→ **Texte fourni**
C'est un discours de fermeté à l'égard des Roms donc qu'a prononcé le ministre. Depuis, la ligne de communication du du gouvernement est claire : "Fermeté et Humanité."

Mais qui sont les Roms ? D'où viennent-ils ? Et, surtout, de qui parle-t-on réellement ?

Roms, Gens du voyage, Tsigane, Gitan, Manouches,
Bohémiens... Il n'est pas facile d'éviter les préjugés, les amalgames. En parler c'est déjà prendre le risque d'être
traité de "gadjo ", comme les tsiganes appellent les
non-tsiganes. Essayons tout de même. 

D'abord, il y a les gens du voyage. Ils vivent le plus souvent en roulotte, et aujourd'hui en
camping-car. Ce sont de petits commerçants, des gens de cirque. Certains récupèrent et revendent de la ferraille. Parfois, ils vendent des animaux domestiques - et ce
ne sont pas pour autant des voleurs de poule.

Les gens du voyage sont aussi des artisans qui font
marcher nos fêtes foraines et des musiciens qui jouent dans nos
fêtes votives. Ils sont à 95 % français.Ils ont même un statut juridique administratif spécifique en France.

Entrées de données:
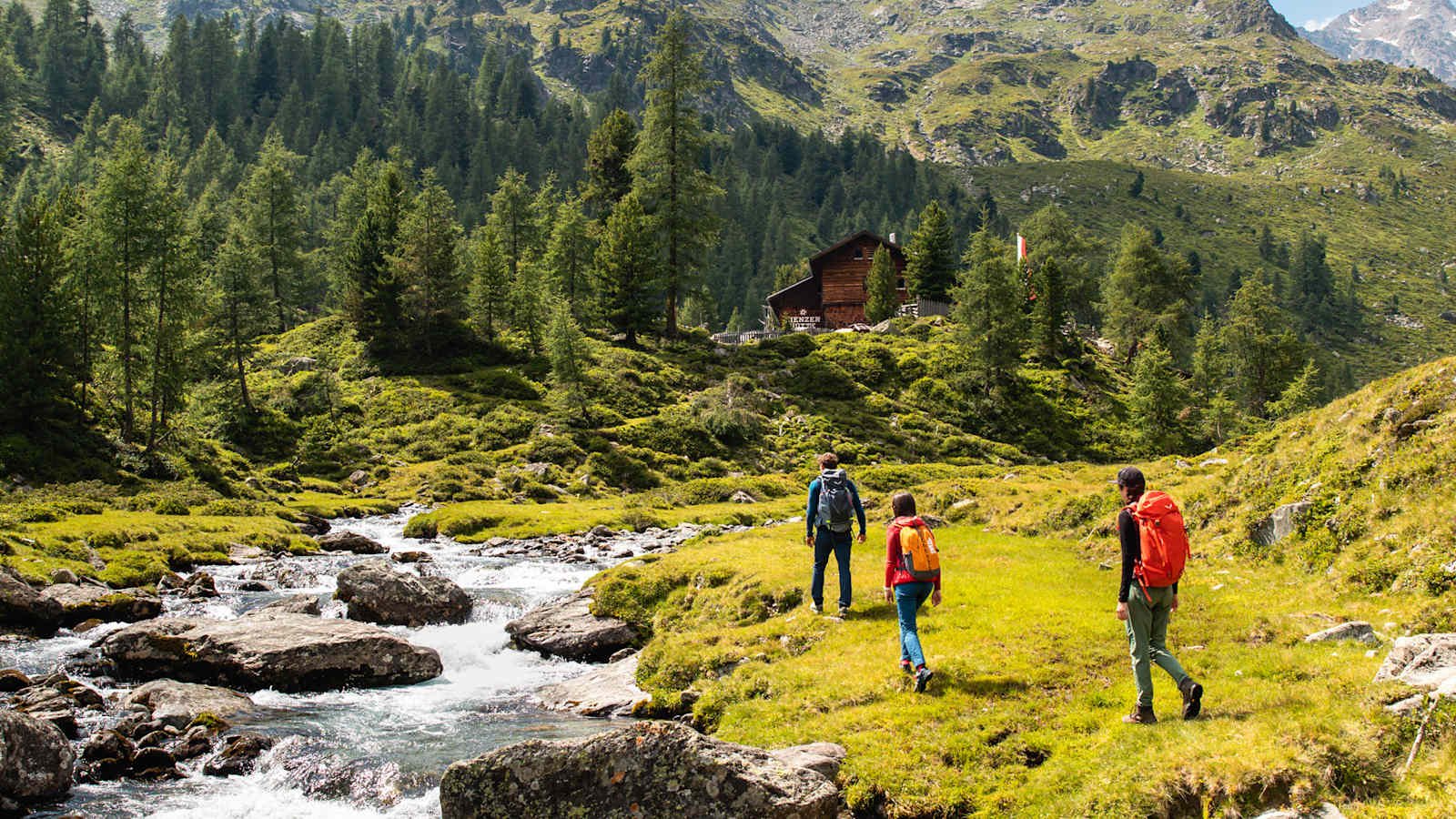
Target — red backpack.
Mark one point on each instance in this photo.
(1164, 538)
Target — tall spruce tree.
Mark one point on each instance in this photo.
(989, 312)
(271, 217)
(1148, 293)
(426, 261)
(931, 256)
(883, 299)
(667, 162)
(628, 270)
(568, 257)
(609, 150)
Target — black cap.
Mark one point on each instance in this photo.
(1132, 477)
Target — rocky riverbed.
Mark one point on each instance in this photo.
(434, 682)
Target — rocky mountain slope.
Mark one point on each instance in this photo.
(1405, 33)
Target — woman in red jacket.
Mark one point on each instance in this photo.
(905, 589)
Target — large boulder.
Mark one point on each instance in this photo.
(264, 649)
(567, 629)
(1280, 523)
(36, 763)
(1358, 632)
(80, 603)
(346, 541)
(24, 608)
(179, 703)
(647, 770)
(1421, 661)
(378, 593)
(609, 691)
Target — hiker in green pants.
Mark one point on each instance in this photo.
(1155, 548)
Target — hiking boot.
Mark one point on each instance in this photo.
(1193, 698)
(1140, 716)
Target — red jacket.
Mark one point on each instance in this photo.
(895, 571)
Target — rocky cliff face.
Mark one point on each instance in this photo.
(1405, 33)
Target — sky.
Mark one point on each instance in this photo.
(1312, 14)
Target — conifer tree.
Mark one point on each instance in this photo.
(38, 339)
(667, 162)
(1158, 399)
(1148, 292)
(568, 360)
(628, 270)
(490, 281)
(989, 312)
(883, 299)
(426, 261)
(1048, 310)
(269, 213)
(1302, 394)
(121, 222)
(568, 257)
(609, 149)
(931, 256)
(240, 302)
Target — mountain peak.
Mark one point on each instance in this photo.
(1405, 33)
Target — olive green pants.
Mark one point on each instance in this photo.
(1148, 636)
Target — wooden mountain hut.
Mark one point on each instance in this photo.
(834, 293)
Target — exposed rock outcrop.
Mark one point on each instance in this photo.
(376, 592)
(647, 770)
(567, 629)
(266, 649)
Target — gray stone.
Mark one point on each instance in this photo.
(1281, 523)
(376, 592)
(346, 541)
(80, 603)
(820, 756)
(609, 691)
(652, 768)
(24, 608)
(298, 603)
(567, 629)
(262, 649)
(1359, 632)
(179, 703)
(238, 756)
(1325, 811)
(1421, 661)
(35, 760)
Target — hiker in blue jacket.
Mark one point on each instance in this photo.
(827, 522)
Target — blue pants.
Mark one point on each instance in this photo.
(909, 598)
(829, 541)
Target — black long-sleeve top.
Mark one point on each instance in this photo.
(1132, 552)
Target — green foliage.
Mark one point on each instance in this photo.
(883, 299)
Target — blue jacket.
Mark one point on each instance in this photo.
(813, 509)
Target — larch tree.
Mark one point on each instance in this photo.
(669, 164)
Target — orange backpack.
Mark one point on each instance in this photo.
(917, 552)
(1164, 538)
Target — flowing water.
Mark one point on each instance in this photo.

→ **Tâches demandées**
a: Relevez toutes les appellations énumérées dans le texte sur les Roms juste avant la phrase « Il n'est pas facile d'éviter les préjugés, les amalgames. »
b: Répondez aux questions suivantes à partir du texte sur les Roms.
(i) Quelle formule résume la ligne de communication du gouvernement ?
(ii) Quel mot les tsiganes emploient-ils pour désigner les non-tsiganes ?
(iii) Quelle proportion des gens du voyage est française ?
c: Rédigez la suite du texte sur les Roms à partir de sa dernière phrase.
Les lignes forment un ensemble à part, indépendant du texte sur les Roms.

→ **Résultats par tâche**
a: Roms, Gens du voyage, Tsigane, Gitan, Manouches, Bohémiens

b:
(i) « Fermeté et Humanité. »
(ii) « gadjo »
(iii) 95 %

c:
Qui sont véritablement les Roms ?

Collectivement, les Tsiganes ont choisi de se
faire appeler "Roms " à partir de 1971 et du Congrès
mondial tsigane à Londres.

Ces Roms vivent parfois en France depuis l'an 1500. Ils ont toujours été français. D'autres fois, ce sont des populations en transit, d'un pays à l'autre. En général on parle de "Roms" pour des étrangers itinérants, transnationaux et nomades, mais ce nomadisme est plus souvent subi que voulu.

Ce qui les unit, ce sont les discriminations dont
ils ont été victimes. 200.000 Tsiganes ont été déportés massivement
pendant la Seconde guerre mondiale dans les camps de concentration, où
ils portaient l'étoile marron.

Depuis ils ont connu, encore et partout, les discriminations. Et d'abord en Roumanie. Alors, ils essayent de fuir leur pays ; encore
que parler de "leur" pays est difficile, car même sous Ceausescu, l'une
des pires dictatures communistes, ils arrivaient à franchir les
frontières.

Aujourd'hui, on estime qu'il y a en France environ 15.000 Roms - 20.000 si on prend la fourchette haute. Ils sont répartis dans 394 campements, souvent illicites.

Toujours est-il que ce sont des Européens, qui voyagent aussi pour des raisons économiques,
pour fuir la pauvreté.

Pour le Parlement européen, ils seraient même la quintessence de l'Europe. L'un des symboles de l'Europe.

Qu'entend Manuel Valls quand il parle de  "modes de vie extrêmement
différents des nôtres
" ?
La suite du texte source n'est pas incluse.